A faithful copy of all the data below, please; leave no line out.

----- Material shown -----

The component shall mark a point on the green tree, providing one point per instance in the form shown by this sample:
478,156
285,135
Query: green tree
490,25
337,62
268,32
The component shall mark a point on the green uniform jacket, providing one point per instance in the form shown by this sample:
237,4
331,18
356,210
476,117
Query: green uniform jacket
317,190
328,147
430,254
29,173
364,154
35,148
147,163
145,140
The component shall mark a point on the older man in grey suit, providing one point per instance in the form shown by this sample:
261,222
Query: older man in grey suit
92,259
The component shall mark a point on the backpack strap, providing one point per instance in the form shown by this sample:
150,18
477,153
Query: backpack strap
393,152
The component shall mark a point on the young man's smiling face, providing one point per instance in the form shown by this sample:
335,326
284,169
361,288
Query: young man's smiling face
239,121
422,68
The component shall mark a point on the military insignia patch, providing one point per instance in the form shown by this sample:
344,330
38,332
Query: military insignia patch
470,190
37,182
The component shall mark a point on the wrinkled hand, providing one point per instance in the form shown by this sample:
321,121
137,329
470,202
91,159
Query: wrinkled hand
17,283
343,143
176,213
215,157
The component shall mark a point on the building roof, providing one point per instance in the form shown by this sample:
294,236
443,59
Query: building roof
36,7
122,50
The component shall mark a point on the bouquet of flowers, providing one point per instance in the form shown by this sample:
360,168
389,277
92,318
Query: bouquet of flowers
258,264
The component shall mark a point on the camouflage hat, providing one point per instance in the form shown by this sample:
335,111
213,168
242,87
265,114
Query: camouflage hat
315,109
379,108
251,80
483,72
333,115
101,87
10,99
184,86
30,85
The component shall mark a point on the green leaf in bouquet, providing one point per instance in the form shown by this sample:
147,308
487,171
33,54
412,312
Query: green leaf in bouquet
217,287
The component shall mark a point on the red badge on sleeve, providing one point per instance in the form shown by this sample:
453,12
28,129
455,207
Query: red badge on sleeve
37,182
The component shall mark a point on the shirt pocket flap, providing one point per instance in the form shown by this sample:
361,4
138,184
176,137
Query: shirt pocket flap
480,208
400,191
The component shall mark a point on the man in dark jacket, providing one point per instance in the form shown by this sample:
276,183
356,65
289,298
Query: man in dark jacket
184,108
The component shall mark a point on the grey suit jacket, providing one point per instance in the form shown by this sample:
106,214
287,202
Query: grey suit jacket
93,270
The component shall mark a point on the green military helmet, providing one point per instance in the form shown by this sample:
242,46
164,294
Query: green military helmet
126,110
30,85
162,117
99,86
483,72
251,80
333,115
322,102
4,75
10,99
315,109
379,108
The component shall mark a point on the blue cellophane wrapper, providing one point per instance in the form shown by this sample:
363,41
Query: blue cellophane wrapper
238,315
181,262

-----

• [Solved exercise]:
The component shall mark a point on the green tree, providing one point per instance in the form shown by this sample:
478,156
285,135
Query: green tree
490,25
337,62
268,32
The component shall mark a point on the green uniform jacket, providing one point per instance in the form shown by this sample:
237,4
331,18
356,210
476,117
Query: green uniform jacket
317,190
328,147
430,254
29,173
364,154
35,148
147,163
145,140
The component shall mark a point on the older man in grey suit, providing one point per instance in the form shown by this sample:
261,222
Query: older man in grey suit
92,259
The component shall mark a point on the backpack strap, providing one point per instance in the form shown by this sample:
150,18
477,153
Query: backpack strap
393,152
The component shall mark a point on the young man's smiling face, providing one point per instance in the form shown by this sample:
335,326
284,169
361,288
Query: young man's smiling face
239,121
422,68
The component shall mark a point on the military insignia patch, providing one point per instance in the form shown by this sample:
344,330
38,332
Query: military insignia patch
470,190
37,182
The component shall mark a point on the wrinkled hand, providing one point per instance in the form shown by this sample:
321,121
137,329
470,202
91,159
Query: wrinkled hand
17,283
343,143
176,213
215,157
The component shall mark a point on the building roof, providing one point per instance in the form shown by this sample:
294,236
443,59
Query: building roof
36,7
122,50
The component shall mark a point on the bouquet of flowers, providing one point per instance in the form shown by this sample:
360,168
389,277
92,318
Query: bouquet of flowers
258,264
The component shall mark a point on the camouflage hat, providing one point per instance in the form shown by this sample:
335,111
213,168
242,87
265,114
Query: camouflage hat
315,109
379,108
251,80
483,72
333,115
101,87
10,99
184,86
30,85
The component shall mark a point on the green leaf in bouquet, providing one point per instance in the form shown by this sample:
147,308
487,171
33,54
412,312
Query: green leaf in bouquet
217,287
The component shall mark a point on the red badge on sleeve, providing one point per instance in the form shown by this sample:
453,12
28,129
455,207
Query: red badge on sleeve
37,182
The component shall mark a point on the shirt pocket flap, providing one point per instance in the form shown by this sample:
361,4
138,184
176,137
Query: shirt pocket flap
480,208
400,191
The component shall mark a point on the man in dark jacket, providing one point per instance in the form shown by this sample:
276,183
356,65
289,298
Query: man in dark jacket
184,108
The component shall mark a point on the grey suit jacket, providing one point per instance in the form shown by this sample:
106,214
287,202
Query: grey suit jacket
93,270
The component shall mark a point on the green military helmet, providing one point per instance in the form shown by this sample:
242,46
164,294
Query: green military helmet
126,110
30,85
162,117
99,86
483,72
251,80
333,115
322,102
4,75
10,99
315,109
379,108
The component shall mark a point on the blue cellophane wrapper, providing one point per instance in the form shown by this sample:
363,41
Query: blue cellophane wrapper
238,315
181,262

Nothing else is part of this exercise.